§ Directions
Report how many lines in the records below contain the string "island", counting only matches with the same case. Give only the number.

Rows from a dataset

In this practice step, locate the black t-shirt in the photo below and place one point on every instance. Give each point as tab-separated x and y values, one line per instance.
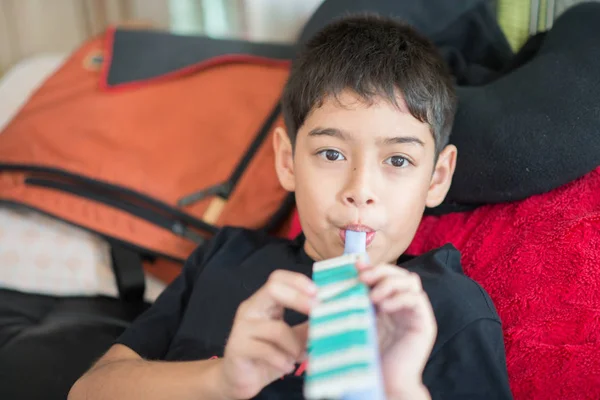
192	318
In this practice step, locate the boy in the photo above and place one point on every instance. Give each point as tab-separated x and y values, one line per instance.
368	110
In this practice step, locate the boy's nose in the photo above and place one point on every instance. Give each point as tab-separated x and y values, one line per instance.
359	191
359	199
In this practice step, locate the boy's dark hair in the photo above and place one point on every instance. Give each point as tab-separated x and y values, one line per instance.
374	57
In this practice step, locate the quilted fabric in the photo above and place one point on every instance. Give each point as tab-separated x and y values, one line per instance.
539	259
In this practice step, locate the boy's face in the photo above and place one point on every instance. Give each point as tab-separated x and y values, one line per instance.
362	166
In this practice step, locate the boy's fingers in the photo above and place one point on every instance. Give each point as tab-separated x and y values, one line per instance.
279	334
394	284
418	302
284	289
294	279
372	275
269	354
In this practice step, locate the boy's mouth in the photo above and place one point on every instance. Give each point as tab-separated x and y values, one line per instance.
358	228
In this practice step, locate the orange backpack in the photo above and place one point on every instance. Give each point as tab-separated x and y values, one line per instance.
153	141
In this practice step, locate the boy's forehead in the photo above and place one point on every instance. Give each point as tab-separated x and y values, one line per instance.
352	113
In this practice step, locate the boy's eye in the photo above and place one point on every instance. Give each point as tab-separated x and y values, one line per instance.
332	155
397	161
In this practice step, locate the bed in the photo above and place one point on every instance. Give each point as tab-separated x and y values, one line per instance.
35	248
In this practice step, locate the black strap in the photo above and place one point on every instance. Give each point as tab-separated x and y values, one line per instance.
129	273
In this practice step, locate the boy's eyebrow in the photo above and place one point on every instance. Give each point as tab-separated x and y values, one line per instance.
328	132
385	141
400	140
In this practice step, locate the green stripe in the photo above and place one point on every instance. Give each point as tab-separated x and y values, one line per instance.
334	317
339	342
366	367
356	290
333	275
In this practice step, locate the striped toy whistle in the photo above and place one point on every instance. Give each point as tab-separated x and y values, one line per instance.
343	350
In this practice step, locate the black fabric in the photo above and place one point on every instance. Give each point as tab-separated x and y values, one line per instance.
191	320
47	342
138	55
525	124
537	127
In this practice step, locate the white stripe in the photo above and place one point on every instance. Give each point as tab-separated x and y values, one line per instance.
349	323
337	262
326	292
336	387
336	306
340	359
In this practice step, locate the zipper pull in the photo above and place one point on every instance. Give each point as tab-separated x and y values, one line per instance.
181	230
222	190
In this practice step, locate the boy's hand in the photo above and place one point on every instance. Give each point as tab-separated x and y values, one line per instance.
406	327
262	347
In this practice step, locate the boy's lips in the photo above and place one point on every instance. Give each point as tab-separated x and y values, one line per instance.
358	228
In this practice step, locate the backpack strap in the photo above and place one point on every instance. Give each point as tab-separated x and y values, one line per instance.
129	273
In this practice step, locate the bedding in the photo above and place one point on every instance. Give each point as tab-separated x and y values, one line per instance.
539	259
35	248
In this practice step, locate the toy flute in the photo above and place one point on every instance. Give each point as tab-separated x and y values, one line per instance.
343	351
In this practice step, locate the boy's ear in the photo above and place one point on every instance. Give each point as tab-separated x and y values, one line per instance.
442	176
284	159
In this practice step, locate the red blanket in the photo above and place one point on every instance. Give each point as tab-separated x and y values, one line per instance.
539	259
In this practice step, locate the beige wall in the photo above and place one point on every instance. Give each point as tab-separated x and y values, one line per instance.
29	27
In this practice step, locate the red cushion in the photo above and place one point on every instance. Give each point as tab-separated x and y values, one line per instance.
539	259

--

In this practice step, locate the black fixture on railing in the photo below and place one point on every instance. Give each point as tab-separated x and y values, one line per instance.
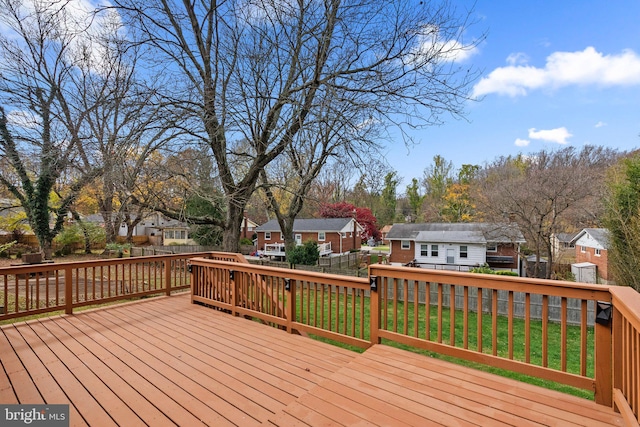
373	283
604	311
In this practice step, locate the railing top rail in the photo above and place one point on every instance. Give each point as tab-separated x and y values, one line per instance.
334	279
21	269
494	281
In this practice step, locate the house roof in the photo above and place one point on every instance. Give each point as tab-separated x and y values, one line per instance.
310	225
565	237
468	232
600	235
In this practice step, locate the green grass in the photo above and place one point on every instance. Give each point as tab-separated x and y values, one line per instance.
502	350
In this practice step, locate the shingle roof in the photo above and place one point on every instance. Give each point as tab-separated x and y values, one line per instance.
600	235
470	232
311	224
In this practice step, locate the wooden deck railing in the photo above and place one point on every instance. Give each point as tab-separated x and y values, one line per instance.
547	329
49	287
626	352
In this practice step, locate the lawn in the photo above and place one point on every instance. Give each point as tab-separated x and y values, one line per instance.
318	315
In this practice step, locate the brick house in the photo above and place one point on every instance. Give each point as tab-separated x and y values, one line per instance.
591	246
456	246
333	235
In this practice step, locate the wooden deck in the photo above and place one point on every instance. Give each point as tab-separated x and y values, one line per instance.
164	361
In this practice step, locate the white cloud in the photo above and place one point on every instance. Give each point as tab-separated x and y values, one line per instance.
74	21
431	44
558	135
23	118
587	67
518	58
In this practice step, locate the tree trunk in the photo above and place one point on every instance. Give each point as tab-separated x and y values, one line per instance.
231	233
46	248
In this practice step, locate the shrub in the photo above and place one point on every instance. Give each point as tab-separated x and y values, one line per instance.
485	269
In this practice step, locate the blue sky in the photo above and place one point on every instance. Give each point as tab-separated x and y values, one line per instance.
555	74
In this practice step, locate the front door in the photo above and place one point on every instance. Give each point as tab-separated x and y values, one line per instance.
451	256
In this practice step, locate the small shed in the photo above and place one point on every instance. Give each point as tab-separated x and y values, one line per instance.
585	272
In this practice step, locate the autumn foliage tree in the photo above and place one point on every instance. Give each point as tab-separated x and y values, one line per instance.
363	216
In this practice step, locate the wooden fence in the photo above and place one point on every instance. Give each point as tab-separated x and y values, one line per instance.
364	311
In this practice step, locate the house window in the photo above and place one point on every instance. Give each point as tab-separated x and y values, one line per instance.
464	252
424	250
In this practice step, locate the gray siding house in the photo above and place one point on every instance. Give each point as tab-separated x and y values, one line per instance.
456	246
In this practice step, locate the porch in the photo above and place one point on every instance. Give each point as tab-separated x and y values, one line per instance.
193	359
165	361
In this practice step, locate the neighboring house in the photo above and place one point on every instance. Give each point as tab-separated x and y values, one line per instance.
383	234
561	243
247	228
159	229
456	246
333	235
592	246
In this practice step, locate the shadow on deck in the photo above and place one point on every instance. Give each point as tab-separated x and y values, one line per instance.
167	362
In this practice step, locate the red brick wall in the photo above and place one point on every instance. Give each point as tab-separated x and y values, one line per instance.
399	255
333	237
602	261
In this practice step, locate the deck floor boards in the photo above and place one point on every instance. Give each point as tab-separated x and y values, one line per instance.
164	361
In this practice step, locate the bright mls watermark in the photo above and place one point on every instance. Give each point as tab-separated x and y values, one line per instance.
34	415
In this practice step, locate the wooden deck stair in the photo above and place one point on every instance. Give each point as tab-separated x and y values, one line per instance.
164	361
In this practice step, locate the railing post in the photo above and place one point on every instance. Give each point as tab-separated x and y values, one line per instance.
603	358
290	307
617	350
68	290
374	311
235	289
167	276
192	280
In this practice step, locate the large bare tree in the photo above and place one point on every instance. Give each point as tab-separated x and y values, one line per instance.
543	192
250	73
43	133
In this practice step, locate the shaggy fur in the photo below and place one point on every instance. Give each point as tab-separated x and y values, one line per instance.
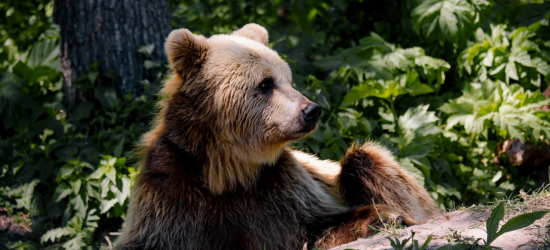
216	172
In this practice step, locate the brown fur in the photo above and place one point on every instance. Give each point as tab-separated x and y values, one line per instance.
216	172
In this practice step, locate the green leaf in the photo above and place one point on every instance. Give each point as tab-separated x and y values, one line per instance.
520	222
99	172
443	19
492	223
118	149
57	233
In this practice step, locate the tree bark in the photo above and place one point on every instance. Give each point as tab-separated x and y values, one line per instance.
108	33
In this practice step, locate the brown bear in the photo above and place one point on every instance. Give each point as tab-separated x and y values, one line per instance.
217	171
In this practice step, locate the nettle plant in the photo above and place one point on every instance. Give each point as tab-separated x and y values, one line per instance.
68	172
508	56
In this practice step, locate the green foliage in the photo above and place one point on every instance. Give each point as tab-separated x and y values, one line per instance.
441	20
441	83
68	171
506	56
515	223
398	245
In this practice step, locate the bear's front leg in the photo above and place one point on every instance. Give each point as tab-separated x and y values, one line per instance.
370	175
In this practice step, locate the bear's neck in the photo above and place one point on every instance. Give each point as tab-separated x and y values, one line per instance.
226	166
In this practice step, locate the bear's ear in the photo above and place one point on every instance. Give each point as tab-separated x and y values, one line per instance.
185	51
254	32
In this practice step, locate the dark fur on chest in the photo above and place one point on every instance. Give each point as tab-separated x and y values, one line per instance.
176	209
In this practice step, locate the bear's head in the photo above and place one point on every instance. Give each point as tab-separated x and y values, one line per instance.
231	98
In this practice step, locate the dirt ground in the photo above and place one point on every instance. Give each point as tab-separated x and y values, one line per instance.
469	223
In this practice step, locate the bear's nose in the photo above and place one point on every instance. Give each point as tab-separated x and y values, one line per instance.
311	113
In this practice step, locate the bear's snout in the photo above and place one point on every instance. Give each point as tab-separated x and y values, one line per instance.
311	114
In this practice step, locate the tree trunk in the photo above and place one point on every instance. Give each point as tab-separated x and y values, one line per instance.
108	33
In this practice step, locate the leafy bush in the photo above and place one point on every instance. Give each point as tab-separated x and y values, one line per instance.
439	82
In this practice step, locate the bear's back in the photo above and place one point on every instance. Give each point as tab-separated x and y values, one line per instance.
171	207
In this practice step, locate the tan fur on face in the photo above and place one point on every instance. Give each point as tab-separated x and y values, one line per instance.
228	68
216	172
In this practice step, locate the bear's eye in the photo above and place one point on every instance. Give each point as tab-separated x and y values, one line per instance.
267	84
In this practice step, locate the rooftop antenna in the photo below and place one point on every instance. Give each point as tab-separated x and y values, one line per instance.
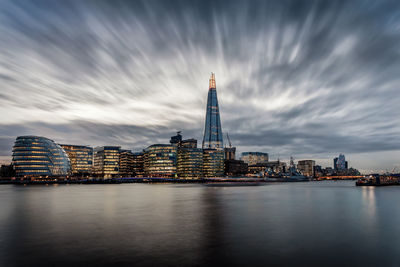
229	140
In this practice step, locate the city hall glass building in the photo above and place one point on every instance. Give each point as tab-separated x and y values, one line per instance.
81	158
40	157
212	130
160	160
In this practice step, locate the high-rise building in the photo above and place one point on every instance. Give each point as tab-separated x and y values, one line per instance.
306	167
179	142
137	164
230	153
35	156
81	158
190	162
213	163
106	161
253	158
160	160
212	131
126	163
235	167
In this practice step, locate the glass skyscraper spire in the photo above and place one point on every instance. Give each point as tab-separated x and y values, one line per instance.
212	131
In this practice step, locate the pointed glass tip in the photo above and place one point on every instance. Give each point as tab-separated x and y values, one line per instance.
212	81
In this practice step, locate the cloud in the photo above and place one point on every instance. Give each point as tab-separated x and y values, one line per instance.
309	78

==

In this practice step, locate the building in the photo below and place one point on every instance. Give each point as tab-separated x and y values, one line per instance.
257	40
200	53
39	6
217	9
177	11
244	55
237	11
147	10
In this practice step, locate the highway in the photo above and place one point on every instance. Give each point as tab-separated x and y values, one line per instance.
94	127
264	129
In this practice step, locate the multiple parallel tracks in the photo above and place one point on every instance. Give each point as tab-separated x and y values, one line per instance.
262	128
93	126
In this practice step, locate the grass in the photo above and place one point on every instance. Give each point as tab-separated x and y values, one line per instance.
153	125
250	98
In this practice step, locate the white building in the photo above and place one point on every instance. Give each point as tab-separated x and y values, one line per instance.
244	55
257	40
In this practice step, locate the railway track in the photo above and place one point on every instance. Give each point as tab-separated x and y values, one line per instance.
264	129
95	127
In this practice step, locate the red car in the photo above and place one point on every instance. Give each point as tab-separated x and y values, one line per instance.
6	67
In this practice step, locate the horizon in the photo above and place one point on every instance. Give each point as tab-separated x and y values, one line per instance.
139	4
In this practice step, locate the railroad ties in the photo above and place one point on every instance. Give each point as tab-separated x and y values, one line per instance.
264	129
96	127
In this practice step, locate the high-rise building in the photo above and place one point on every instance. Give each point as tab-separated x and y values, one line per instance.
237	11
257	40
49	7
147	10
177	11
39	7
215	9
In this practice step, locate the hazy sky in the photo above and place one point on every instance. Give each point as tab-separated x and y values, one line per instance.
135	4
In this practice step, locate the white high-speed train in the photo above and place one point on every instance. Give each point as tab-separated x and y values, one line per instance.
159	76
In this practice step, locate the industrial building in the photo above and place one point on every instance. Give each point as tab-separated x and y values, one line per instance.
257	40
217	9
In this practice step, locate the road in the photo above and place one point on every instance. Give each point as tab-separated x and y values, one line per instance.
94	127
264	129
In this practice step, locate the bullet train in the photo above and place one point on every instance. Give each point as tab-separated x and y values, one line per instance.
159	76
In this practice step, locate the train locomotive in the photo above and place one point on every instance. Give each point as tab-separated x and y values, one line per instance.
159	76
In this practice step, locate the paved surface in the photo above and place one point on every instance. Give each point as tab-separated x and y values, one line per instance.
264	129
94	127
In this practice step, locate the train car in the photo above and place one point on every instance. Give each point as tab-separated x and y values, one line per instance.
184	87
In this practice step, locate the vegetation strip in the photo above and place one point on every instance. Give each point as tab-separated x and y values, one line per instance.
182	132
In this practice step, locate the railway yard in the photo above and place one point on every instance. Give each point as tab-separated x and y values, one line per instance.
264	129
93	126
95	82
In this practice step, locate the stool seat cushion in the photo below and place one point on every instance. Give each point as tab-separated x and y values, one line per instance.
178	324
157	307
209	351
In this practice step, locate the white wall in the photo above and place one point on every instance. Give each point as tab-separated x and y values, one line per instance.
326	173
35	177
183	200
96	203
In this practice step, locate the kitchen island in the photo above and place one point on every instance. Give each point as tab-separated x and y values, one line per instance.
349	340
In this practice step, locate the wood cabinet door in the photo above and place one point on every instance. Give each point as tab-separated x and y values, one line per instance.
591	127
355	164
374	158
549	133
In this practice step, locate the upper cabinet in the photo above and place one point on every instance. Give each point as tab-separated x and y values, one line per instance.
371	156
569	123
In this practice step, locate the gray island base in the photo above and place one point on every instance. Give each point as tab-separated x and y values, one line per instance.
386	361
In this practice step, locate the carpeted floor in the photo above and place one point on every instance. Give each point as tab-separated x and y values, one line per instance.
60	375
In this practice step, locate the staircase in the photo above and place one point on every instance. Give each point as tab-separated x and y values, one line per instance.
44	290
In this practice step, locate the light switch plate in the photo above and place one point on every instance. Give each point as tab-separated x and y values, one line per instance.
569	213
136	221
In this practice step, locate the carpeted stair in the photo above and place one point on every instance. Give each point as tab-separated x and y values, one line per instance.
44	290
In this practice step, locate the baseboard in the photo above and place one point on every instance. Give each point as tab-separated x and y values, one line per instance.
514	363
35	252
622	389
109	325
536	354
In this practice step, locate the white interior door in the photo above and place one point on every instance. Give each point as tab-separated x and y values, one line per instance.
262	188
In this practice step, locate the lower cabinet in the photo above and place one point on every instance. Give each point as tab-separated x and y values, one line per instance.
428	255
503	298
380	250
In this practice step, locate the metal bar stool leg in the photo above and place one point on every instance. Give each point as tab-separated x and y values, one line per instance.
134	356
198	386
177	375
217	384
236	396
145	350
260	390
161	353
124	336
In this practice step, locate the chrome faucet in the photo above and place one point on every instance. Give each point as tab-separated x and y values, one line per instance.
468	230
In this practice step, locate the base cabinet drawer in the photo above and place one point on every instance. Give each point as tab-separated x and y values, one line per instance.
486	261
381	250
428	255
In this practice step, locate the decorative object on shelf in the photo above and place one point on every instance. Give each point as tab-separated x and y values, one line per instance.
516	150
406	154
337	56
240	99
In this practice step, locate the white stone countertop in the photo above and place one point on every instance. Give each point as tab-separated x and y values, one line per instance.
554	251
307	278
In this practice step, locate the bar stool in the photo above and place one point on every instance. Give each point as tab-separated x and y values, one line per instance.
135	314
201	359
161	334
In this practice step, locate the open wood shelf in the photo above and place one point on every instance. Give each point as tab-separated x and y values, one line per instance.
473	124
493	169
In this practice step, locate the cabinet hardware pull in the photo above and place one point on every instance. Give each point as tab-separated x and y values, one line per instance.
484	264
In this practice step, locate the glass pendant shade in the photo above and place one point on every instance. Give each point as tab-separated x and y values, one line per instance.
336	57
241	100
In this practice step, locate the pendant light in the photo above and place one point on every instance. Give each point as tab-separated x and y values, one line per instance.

§ Complete answer
2